FRAGMENTO:
————————

Y sí, sí se han mezclado los yaquis. Silverio refiere que en tiempos del Porfiriato, sobre todo, con franceses.

 

―¿A poco sí?

―Ah sí. Y los hijos no parecen de franceses, pero pasan las generaciones y de repente sale un güerito y decimos “a ver, ¿qué pasó aquí?”, y resulta que el abuelo o el bisabuelo era francés.

―¿Se mezclaron con los chinos?

―Sí, también.

―¿Y qué carita tienen los descendientes? ―pregunto, sin dejar de observar a mi compañero de viaje que dice sonriendo:

―¿Pues cómo va a ser? Así, con los ojos rasgados… Ellos son una raza muy dominante.

 

El punto final de nuestro día se coloca en Tórim. Hemos ido allí al panteón porque Alejandro insiste en que hace no menos de diez años “yo vi un panteón con tumbas chinas. Pero no vayas a pensar ―y voltea a verme― que eran tumbas simples, ¡noooo! ¡Muy grandes, llenas de oro, con signos chinos!”

————————

DATOS PROPORCIONADOS:
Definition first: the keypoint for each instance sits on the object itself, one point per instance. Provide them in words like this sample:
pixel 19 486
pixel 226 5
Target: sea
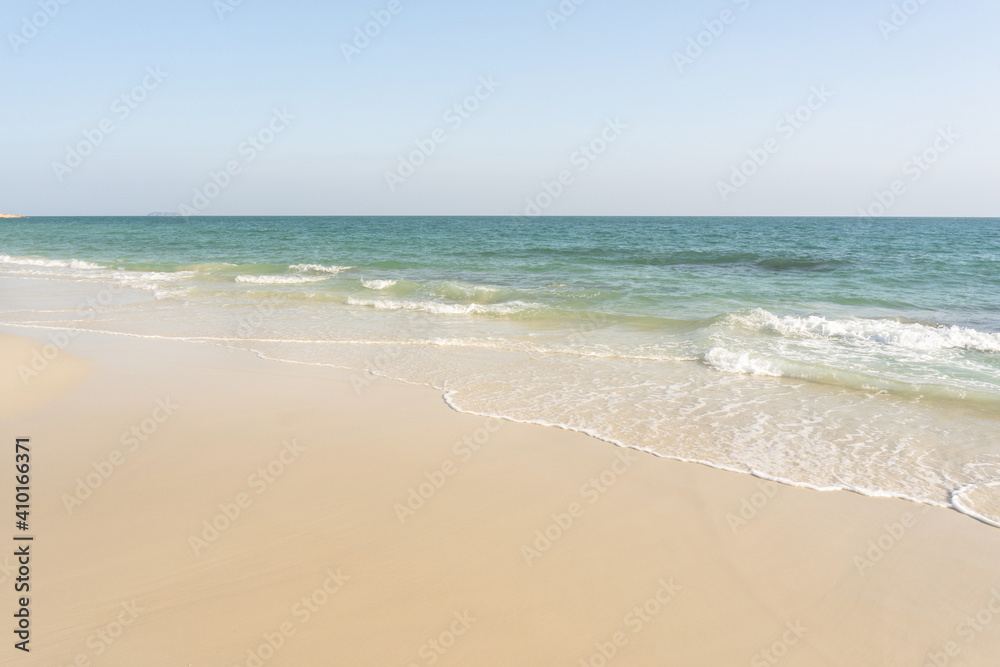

————————

EJERCICIO PROPUESTO 1: Enumera todos los pueblos o nacionalidades que aparecen nombrados en el fragmento sobre los yaquis.
EJERCICIO PROPUESTO 2: Escribe cómo sigue el fragmento sobre los yaquis después de su última oración.

RESULTADO 1:
- yaquis
- franceses
- chinos

RESULTADO 2:
 

Llegados al cementerio, en efecto, apreciamos los sepulcros de los orientales.

 

―Pero este no es el panteón que yo vi ―considera Alejandro. ―Ha de ser otro.

―No, es éste, ingeniero.

―No, aquí están mezcladas tumbas de yaquis y chinos, y en aquél que yo vi nada más eran de chinos.

―Pues no conozco de otro ―parece mentir Silverio. Me dice Alejandro, ya solos, que ello se debe a su alto sentido de la superstición.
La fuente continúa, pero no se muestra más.